-- Start of Records to use --
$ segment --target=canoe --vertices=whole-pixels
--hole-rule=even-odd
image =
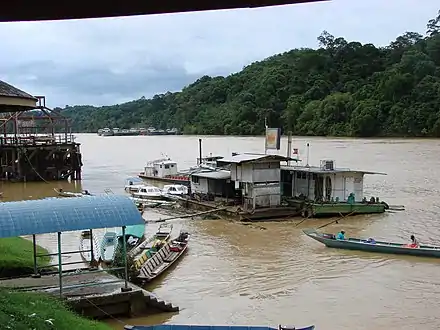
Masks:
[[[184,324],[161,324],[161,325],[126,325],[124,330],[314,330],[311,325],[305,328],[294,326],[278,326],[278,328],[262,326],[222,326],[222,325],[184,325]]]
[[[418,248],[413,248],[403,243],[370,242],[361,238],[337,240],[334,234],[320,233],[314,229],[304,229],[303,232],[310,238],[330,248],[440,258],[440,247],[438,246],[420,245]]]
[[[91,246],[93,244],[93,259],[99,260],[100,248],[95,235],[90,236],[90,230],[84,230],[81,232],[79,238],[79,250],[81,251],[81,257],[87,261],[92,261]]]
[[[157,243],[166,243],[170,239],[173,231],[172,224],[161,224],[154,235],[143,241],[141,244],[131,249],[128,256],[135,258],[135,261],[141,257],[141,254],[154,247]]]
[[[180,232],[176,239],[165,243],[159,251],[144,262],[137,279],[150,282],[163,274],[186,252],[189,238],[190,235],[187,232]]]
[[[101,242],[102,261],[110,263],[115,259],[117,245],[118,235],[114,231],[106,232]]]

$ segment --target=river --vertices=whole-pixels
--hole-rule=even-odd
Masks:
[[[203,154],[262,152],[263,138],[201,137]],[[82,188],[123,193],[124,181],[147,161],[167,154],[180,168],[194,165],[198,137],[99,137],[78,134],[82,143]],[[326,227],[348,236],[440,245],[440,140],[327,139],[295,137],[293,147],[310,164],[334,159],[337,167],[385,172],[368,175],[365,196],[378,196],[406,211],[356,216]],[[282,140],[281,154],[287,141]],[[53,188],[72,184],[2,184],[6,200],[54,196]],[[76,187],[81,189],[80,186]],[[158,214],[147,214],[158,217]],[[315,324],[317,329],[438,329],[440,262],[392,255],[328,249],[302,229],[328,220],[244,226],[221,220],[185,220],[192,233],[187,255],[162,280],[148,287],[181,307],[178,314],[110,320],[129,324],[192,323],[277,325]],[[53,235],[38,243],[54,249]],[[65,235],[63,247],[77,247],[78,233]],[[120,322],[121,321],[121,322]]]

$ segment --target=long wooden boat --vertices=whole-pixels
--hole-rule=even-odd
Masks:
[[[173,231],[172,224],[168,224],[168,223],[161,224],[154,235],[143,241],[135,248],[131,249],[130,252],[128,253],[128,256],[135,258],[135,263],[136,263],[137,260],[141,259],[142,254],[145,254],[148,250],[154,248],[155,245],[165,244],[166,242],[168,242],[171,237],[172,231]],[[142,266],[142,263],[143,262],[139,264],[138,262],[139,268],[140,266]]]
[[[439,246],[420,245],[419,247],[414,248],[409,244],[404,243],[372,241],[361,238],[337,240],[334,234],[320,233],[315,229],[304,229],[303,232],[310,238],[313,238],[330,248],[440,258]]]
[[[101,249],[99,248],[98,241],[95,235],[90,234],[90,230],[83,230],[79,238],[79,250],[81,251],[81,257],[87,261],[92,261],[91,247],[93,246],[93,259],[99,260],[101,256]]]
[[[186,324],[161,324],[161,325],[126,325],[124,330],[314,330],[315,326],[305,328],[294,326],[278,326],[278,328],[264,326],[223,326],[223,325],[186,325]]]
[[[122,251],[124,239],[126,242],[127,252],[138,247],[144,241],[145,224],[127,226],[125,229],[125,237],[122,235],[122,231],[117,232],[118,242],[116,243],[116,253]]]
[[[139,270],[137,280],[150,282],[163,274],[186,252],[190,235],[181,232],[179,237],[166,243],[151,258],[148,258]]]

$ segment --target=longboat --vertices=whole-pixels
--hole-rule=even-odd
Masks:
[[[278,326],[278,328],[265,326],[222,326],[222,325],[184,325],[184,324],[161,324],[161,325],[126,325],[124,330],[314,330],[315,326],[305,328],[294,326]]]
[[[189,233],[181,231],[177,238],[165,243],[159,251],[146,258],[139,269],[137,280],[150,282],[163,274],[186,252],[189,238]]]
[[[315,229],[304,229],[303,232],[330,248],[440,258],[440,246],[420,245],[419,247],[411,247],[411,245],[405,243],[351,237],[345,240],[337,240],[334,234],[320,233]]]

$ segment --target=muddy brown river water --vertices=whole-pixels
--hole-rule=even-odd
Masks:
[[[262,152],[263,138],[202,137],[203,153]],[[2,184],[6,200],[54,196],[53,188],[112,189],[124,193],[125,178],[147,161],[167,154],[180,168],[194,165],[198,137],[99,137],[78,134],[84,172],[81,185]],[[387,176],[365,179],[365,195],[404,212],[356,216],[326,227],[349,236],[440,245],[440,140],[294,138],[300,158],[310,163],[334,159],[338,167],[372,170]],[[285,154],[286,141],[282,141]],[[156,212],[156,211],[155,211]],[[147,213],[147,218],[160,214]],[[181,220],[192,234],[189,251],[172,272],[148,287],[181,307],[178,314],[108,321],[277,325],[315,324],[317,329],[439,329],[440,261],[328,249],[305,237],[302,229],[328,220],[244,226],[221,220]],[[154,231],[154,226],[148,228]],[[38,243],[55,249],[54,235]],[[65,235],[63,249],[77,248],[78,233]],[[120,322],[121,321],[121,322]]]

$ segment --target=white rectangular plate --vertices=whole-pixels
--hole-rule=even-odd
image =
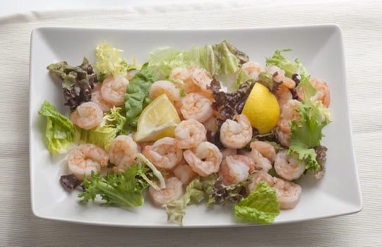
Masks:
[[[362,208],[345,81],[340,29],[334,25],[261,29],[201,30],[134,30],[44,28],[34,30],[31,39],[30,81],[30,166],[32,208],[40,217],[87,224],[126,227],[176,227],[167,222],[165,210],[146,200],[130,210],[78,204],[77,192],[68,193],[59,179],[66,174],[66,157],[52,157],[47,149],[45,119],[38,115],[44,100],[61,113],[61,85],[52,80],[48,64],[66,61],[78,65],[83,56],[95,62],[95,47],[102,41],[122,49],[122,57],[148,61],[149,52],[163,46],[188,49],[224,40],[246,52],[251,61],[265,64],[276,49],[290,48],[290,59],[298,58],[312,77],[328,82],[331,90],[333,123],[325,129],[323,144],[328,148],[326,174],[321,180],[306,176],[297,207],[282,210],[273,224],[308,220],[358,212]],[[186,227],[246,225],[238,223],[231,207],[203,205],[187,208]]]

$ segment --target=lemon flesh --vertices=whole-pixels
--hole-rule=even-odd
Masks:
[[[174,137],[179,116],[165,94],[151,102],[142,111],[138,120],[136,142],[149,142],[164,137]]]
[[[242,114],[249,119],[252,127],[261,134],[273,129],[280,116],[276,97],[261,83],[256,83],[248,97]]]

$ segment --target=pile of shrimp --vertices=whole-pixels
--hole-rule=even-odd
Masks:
-- End of Records to use --
What to do> Rewrite the lines from the one containing "of shrimp --vertices=whole-pixels" through the end of the records, replacing "even-odd" with "nonzero" and leaving everything else unchanged.

Solution for this exercise>
$ segment --target=pile of shrimp --vertices=whole-pixels
--hole-rule=nonzero
Masks:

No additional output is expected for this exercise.